=== Records ===

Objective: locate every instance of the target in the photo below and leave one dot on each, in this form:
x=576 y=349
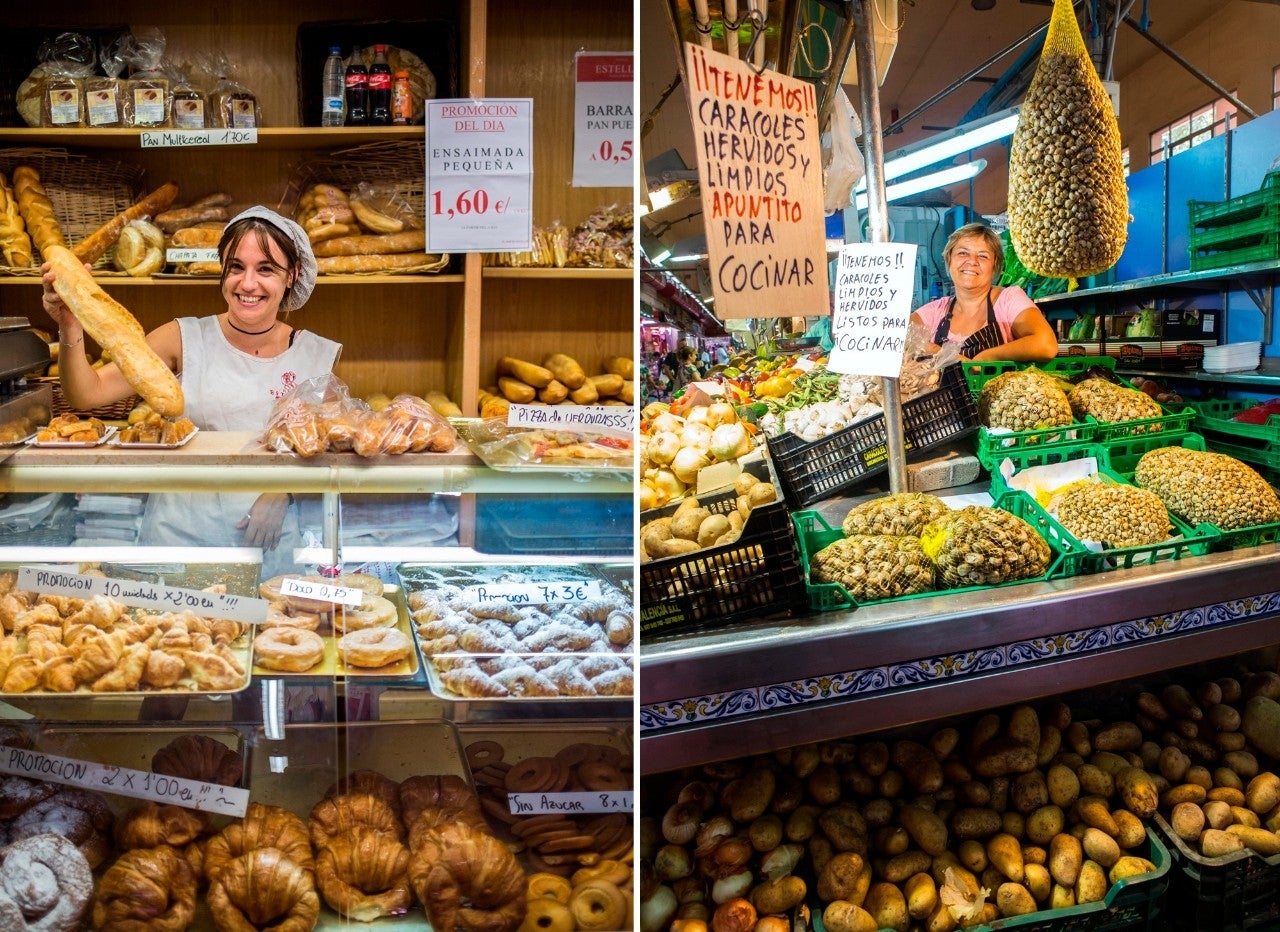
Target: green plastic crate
x=1080 y=560
x=813 y=533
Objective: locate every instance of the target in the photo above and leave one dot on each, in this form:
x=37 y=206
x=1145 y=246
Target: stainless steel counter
x=773 y=684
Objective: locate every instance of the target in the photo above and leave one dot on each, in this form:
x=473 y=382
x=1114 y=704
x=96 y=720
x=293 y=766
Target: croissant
x=364 y=875
x=200 y=757
x=147 y=887
x=263 y=889
x=263 y=826
x=467 y=880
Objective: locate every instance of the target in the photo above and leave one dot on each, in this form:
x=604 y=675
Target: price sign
x=603 y=119
x=479 y=174
x=140 y=594
x=535 y=593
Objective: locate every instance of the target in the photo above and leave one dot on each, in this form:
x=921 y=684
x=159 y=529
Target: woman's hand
x=263 y=522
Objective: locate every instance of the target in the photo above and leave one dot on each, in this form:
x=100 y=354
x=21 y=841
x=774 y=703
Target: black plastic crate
x=758 y=574
x=1234 y=892
x=810 y=471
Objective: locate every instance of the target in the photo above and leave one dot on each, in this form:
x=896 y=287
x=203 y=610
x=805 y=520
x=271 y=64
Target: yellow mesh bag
x=1068 y=202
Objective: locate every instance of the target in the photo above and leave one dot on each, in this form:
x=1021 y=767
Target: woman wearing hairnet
x=233 y=368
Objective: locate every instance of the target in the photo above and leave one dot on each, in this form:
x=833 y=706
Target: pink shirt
x=1009 y=304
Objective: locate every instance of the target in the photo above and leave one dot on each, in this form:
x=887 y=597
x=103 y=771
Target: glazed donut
x=80 y=816
x=341 y=814
x=467 y=880
x=263 y=826
x=364 y=875
x=288 y=649
x=159 y=823
x=374 y=647
x=263 y=889
x=200 y=757
x=598 y=905
x=49 y=880
x=375 y=611
x=547 y=915
x=147 y=887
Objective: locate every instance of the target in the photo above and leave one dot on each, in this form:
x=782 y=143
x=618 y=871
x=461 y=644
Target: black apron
x=987 y=338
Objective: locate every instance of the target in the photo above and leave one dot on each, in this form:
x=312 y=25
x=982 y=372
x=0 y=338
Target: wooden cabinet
x=401 y=333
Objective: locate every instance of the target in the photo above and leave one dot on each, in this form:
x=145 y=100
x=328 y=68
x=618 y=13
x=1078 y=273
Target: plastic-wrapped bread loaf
x=115 y=330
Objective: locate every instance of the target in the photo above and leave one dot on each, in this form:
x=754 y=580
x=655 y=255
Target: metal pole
x=877 y=216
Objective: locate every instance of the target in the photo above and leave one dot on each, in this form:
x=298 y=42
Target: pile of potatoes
x=693 y=526
x=1016 y=813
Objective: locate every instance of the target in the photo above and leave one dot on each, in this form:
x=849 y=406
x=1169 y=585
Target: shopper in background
x=233 y=368
x=988 y=321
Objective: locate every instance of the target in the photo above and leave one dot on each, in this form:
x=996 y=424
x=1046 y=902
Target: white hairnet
x=306 y=281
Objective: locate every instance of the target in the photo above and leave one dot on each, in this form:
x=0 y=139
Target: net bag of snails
x=1068 y=202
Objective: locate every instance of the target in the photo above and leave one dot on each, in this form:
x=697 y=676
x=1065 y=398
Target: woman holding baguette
x=233 y=366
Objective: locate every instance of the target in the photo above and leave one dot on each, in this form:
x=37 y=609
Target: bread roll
x=14 y=242
x=96 y=243
x=115 y=330
x=36 y=210
x=382 y=245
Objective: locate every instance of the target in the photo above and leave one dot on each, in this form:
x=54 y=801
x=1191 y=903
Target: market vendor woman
x=988 y=321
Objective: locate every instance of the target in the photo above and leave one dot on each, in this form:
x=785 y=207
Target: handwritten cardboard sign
x=760 y=170
x=873 y=306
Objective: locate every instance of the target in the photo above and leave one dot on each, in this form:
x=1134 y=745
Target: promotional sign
x=603 y=119
x=874 y=284
x=479 y=174
x=759 y=165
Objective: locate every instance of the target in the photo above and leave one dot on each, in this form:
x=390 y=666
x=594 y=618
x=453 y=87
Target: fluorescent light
x=938 y=179
x=947 y=145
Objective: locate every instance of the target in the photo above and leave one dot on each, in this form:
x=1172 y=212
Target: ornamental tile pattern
x=673 y=715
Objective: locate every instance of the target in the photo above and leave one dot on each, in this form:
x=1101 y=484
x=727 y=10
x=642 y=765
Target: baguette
x=373 y=245
x=96 y=243
x=332 y=265
x=115 y=330
x=36 y=209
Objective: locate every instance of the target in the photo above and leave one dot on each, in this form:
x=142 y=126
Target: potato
x=1065 y=857
x=1091 y=886
x=1014 y=899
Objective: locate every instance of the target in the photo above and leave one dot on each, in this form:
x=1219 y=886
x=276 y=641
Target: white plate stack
x=1233 y=357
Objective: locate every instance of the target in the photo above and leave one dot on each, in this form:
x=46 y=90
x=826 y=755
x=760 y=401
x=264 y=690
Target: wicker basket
x=394 y=163
x=86 y=192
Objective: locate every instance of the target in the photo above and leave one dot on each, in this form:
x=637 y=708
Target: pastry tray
x=332 y=663
x=423 y=576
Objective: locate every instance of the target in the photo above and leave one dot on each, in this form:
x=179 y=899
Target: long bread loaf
x=36 y=209
x=96 y=243
x=115 y=330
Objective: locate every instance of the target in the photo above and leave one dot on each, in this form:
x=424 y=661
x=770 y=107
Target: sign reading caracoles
x=760 y=172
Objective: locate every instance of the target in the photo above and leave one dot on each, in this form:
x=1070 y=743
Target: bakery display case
x=356 y=755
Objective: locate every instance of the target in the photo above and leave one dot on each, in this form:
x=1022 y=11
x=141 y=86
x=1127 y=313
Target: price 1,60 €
x=467 y=202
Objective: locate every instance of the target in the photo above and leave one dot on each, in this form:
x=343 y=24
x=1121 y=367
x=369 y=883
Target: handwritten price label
x=603 y=119
x=479 y=176
x=191 y=794
x=140 y=594
x=535 y=593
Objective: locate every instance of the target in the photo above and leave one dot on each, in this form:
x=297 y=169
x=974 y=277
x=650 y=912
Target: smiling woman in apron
x=988 y=323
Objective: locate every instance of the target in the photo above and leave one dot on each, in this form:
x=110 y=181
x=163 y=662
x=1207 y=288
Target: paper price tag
x=174 y=138
x=535 y=593
x=479 y=174
x=613 y=420
x=603 y=119
x=321 y=592
x=140 y=594
x=571 y=803
x=191 y=794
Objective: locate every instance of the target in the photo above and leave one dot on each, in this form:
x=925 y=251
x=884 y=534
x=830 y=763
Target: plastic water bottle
x=332 y=88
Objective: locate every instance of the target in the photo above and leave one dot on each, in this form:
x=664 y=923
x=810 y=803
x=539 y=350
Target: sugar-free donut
x=374 y=647
x=147 y=887
x=288 y=649
x=49 y=880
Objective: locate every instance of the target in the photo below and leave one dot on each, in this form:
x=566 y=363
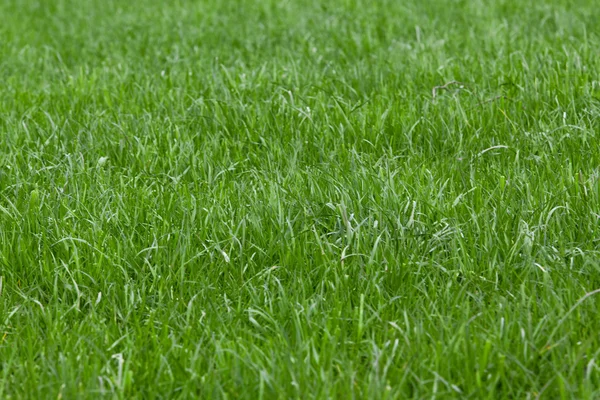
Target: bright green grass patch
x=292 y=199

===

- **Requirement**: Recast the records as a Markdown table with the columns Entry and Wording, starting at the first line and going on through the line with "x=813 y=533". Skip blank lines and leave the pictures out.

- **Response**:
| Entry | Wording |
|---|---|
| 1 | Objective: locate every instance of the target in the photo below and leave one dot on each, in this form: |
| 2 | x=576 y=349 |
| 3 | Target: green plastic crate |
| 4 | x=1080 y=560 |
| 5 | x=813 y=533 |